**PAGE TEXT**.
▼

The ORD corpus was started in 2007 [19]. Recently it was expanded significantly due to the support of the Russian Science Foundation in the framework of the project ʻEveryday Russian Language in Different Social Groupsʼ [20]. Nowadays, the corpus contains more than 1250 h of recordings which refer to about 2800 communicative episodes. Those are the recordings of 128 respondents and more than 1000 of their interlocutors, representing different social strata and different gender, age and professional groups of residents of a big Russian city.

The recordings were made in St. Petersburg, Russia in 2007–2016. Speech was recorded in diverse communication settings: the recordings were made at home, in the offices, outdoors, in service centers, in universities and colleges, in coffee bars and restaurants, in transport, in shops, in parks, etc. [19]. Text transcripts are made for 480 communicative episodes (17% audio recordings of corpus) and number 1 million of word usages [21].

All ORD recordings are supplied by sociological information concerning more than 1000 people recorded for the corpus. It allows to make search queries for speech of people with diverse social characteristics.

The ORD collection provides valuable research data for many other interdisciplinary studies like anthropological linguistics, behavioral and communication studies, studies in pragmatics, discourse analysis, psycholinguistics, and forensic phonetics.

Since ORD recordings are not “laboratory speech”, only a part of gathered audio data is suitable for phonetic and prosody research. On average, there is only about 1/10 of all macroepisodes, the quality of which allows to conduct phonetic analysis of speech. The paper describes the main stages of speech processing in the ORD corpus: segmentation into macroepisodes, audio conversion, transcribing, segmentation onto words and syllables, obtaining prosody information and its implementation into the database.

2 The Main Stages of Speech Processing in the ORD Corpus

2.1 Segmentation into Macroepisodes

First of all, having received 8–14 h of recordings from each respondent, we are faced with the task to segment it into fragments, which are homogeneous in terms of communication settings (united by setting/scene of communication, social roles of participants and their general activity). We call such fragments “macroepisodes” [22].

▲

**AIM OF THE EXERCISE**.
Continue the passage on the ORD speech corpus, starting after its last sentence.

**EXCERPTED RECORDS**.
▼

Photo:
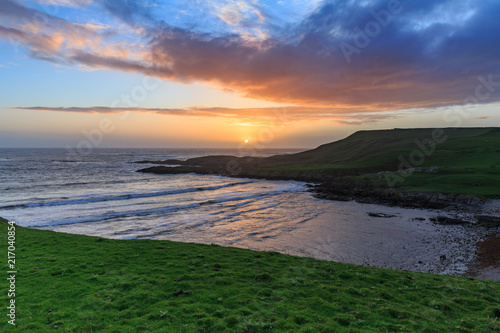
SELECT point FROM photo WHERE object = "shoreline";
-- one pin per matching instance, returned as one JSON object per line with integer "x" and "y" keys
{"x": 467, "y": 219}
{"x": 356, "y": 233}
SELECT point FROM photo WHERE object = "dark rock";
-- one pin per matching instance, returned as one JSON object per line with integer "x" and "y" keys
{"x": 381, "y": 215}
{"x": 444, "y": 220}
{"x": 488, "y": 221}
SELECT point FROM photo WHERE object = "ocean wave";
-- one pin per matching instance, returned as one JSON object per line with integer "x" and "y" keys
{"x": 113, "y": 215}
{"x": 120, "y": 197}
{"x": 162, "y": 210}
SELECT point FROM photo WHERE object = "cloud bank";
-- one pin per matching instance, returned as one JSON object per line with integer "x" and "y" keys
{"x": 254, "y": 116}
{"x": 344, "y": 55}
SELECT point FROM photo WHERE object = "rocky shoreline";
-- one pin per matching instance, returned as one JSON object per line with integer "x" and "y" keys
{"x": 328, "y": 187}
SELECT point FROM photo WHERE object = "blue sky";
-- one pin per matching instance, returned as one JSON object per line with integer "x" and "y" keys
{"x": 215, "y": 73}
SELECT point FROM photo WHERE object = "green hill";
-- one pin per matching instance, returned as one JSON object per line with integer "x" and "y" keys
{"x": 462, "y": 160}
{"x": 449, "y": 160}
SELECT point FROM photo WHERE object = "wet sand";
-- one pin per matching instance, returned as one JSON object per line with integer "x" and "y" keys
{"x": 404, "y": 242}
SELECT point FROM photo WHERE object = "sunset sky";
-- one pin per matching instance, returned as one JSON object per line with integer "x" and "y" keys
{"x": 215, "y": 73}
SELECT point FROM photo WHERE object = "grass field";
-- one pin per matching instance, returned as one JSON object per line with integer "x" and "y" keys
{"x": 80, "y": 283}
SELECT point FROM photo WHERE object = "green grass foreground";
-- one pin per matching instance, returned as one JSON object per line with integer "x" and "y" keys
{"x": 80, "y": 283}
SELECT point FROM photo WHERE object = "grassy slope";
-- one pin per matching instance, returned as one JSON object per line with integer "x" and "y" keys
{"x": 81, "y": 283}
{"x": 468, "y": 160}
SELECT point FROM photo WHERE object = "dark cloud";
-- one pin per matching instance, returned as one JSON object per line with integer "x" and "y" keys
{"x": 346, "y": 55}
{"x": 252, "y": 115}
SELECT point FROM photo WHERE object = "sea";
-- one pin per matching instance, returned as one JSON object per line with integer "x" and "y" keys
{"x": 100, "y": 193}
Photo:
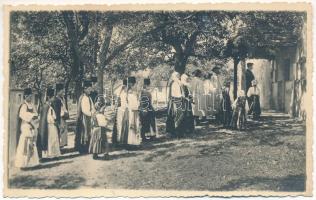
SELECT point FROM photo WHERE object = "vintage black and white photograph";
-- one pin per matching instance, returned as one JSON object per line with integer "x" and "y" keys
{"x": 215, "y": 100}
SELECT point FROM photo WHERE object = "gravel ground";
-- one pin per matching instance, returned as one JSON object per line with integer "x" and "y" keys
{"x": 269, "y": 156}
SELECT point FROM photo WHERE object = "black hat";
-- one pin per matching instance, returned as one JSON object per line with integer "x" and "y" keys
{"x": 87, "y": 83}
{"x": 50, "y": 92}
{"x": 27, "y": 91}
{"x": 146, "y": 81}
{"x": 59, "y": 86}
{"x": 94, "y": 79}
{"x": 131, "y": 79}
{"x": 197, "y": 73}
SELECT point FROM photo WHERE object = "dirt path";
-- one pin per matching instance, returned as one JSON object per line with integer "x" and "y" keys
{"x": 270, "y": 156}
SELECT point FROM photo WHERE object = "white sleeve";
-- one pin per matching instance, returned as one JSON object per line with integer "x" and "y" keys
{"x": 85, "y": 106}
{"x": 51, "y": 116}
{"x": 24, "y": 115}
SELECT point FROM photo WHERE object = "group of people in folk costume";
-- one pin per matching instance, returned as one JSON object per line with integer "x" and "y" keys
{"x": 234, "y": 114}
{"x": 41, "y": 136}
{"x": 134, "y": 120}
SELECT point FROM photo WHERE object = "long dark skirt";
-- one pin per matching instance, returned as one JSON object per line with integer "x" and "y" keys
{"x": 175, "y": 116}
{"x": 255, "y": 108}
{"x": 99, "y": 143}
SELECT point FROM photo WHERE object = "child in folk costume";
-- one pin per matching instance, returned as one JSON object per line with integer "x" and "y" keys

▲

**TASK OUTPUT**.
Before segmentation, all files are subjected to audio conversion to the format adopted in the corpus: PCM, 22050 Hz, 16 bit, mono. The original recordings are kept in the archive.

The task of segmentation of audio recordings into macroepisodes is performed manually by linguists, who listen all gathered files, defining at the same time the boundaries between episodes. Further, the researchers save each macroepisode into a separate file, make a standardized description for each file in the database, and cut out all “pauses” (i.e., segments not containing speech which are longer than 5 min) from each audio file.

The methodology of macroepisode annotation was described in [22]. Thus, each macroepisode gets both verbal and standardized descriptions in three aspects: (1) Where does the situation take place? (2) What are the participants doing? (3) Who is (are) the main interlocutor(s). In addition, a concise description of the episode may be given in an auxiliary database field called SceneName. The duration of each file is indicated in the database, too.

The phonetic quality of each macroepisode is evaluated and measured in a 4-grade scale: 1 – the best quality, suitable for precise phonetic/prosody analysis, 2 – rather good quality, which is partially suitable for phonetic analysis, 3 – noisy recordings of intermediate and low quality, which are not suitable for phonetic analysis but are suitable enough for other aspects of research, and 4 – unintelligible conversations or remarks in extreme noise, which could not be understood without noise reduction techniques [23].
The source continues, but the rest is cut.